▶ _Work item_
Please repeat, exactly as written, the line containing "of the american" and every line after it through the end of the records below.

== Records for this exercise ==

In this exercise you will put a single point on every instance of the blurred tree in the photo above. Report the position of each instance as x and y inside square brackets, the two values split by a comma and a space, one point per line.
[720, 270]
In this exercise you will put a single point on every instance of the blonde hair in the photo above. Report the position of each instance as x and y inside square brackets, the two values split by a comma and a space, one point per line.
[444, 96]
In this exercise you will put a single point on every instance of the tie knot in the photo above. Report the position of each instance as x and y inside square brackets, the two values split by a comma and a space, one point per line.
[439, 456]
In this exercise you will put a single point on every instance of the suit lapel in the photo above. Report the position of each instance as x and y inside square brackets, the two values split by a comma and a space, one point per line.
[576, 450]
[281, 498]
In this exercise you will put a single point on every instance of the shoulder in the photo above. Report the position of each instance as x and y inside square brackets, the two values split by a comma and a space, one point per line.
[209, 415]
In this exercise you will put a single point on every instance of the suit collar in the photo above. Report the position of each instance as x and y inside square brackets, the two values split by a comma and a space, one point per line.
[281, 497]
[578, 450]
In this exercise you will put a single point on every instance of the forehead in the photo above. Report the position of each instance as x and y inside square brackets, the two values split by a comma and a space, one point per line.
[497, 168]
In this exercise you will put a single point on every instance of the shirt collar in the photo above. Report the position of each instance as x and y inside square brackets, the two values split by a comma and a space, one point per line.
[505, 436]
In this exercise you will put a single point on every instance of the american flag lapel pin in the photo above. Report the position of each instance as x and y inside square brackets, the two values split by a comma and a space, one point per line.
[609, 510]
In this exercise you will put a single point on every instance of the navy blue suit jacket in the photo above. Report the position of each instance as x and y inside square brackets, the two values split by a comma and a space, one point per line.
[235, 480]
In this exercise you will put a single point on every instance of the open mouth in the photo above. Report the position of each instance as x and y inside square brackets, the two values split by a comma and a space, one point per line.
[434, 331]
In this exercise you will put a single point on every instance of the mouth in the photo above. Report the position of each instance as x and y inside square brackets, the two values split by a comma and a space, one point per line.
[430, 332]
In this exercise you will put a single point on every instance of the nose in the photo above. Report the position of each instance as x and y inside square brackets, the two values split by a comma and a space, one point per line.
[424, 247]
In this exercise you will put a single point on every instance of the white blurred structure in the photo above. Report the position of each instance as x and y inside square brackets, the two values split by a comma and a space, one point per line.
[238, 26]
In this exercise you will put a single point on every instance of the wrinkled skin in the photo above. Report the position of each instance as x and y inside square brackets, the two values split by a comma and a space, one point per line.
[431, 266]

===

▶ _Answer for the task_
In this exercise you will put a single point on every instance of the american flag lapel pin in the photo above. Report the position of each instance as x and y inside square brackets, the two values split by a comma and a space, one point per line.
[609, 510]
In this exercise you will put a single point on every instance of the navy blue suit jacket in the photo above. Report the position of each instance as x and y inside square brackets, the two values split by a comma and a space, one point per line.
[235, 480]
In this exercise you will put a single point on every instance of the open mouth in the photo above. Report the position of each instance as x and y inside square brackets, the two values split by a comma and a space, one point per line.
[434, 331]
In this exercise you will put a single point on every instance of the mouth in the photo above. Report the position of each instance as x and y inside square brackets, the two values split by a comma and a space, one point per line.
[430, 332]
In this exercise you will put a single point on every instance of the nose in the photo above. Report the position of each instance as x and y inside square brackets, the two values split by a comma and a space, one point per line.
[424, 247]
In this exercise you will put a single point on every instance of the white blurred structure in the photo above. Report the position of each instance as x and y inside square brackets, the two values split by a comma and a space, one point per line.
[238, 26]
In this exercise you will put a single point on every instance of the wrinkled skin in the photo above. Report the position of each instance as x and y inside square brackets, the two values split by a comma and a space, one point per line.
[431, 266]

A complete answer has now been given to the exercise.